→ **GIVEN DATA**

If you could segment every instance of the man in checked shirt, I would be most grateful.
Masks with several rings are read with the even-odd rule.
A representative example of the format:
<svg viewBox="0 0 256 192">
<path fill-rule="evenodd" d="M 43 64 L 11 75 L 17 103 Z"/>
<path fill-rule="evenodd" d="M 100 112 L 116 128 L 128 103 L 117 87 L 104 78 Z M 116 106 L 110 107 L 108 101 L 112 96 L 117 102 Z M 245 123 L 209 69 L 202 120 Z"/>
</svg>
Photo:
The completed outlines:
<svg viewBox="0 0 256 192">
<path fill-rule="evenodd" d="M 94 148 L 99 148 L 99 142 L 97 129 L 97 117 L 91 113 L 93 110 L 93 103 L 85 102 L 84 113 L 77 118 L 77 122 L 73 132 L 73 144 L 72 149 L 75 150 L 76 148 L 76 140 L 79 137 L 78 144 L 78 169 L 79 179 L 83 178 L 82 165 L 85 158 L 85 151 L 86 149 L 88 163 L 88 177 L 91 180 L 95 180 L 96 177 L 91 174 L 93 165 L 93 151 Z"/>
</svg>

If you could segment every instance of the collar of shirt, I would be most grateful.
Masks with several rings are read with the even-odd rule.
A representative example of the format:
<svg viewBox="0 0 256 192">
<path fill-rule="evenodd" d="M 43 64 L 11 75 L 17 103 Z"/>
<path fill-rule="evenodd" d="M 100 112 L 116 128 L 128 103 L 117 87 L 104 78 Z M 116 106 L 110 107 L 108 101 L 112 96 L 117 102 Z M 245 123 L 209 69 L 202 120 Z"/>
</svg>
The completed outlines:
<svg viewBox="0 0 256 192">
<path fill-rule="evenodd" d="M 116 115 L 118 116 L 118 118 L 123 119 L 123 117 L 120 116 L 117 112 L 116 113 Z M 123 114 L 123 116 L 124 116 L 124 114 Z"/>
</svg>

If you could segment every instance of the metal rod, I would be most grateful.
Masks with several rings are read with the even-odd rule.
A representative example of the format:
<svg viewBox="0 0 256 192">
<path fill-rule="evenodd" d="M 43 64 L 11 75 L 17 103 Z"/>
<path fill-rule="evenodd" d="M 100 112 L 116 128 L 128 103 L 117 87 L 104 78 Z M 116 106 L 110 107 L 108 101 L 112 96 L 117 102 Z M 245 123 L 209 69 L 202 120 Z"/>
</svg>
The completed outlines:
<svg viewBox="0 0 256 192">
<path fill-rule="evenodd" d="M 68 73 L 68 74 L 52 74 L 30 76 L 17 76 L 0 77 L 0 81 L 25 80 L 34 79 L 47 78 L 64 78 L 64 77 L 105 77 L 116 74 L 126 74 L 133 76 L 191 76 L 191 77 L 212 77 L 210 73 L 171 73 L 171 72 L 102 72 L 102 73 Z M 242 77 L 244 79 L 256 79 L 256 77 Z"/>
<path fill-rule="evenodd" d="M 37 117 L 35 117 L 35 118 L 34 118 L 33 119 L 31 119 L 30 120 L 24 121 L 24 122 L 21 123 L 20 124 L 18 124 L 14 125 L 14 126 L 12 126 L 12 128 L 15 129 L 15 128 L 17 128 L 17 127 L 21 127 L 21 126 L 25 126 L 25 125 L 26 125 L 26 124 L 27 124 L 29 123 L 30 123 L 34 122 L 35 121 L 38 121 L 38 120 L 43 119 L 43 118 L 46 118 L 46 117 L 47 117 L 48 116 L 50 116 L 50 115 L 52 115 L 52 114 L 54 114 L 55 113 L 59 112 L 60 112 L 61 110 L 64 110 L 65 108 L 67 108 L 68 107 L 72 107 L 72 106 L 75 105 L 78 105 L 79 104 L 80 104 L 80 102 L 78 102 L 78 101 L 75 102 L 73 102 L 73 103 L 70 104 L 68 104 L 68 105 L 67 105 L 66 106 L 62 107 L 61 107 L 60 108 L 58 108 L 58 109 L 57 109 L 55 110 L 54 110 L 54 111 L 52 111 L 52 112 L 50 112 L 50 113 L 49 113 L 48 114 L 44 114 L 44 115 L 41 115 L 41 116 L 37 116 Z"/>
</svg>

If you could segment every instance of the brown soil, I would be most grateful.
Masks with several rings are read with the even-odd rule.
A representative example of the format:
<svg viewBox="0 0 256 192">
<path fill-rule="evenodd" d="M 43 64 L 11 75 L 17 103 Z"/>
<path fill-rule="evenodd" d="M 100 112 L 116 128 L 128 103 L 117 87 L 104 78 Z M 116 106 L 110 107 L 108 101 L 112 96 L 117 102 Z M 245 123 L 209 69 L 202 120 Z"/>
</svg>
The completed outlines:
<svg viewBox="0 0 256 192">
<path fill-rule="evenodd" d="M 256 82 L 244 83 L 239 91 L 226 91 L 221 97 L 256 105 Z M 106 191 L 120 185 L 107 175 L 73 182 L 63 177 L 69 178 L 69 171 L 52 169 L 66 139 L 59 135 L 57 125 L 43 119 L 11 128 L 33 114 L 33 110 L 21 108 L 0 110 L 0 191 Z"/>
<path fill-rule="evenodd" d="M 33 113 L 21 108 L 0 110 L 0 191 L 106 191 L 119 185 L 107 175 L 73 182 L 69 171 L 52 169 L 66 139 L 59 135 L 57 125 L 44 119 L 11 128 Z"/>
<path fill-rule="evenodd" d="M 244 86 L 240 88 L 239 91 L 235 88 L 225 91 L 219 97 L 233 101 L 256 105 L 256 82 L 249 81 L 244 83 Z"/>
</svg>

→ **OBJECTIVE**
Which lines of the records contain the word "shirt"? List each such line in full.

→ **COMPLETE RESPONSE**
If you could segment every instance of the man in checked shirt, I would be most grateful.
If you could segment every instance of the collar of shirt, I would be most grateful.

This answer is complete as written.